WHAT IS ASKED: Copy every line of the items below without changing anything.

--- START OF RECORDED INFORMATION ---

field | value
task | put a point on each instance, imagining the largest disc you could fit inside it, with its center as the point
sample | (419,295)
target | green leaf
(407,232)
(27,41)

--- END OF RECORDED INFORMATION ---

COMPLETED EXERCISE:
field | value
task | put a point on each instance, imagining the largest disc you could fit inside it, with its center as the point
sample | (419,295)
target | green leaf
(407,232)
(27,41)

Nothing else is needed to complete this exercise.